Take each line below that has "white" and copy it.

· · · ·

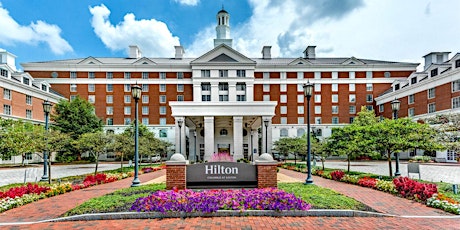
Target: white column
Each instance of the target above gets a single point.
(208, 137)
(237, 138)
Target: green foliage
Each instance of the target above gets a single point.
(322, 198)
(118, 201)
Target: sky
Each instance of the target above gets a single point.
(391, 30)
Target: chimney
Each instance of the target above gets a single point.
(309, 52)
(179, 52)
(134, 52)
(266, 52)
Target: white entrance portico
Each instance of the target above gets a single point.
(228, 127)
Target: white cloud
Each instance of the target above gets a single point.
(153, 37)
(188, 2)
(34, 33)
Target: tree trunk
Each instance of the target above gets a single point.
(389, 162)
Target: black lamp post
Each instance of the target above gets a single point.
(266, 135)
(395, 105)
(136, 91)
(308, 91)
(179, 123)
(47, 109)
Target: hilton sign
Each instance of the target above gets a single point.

· · · ·

-- OUTPUT OF THE TASK --
Target: white column
Target: white entrance portico
Target: white cloud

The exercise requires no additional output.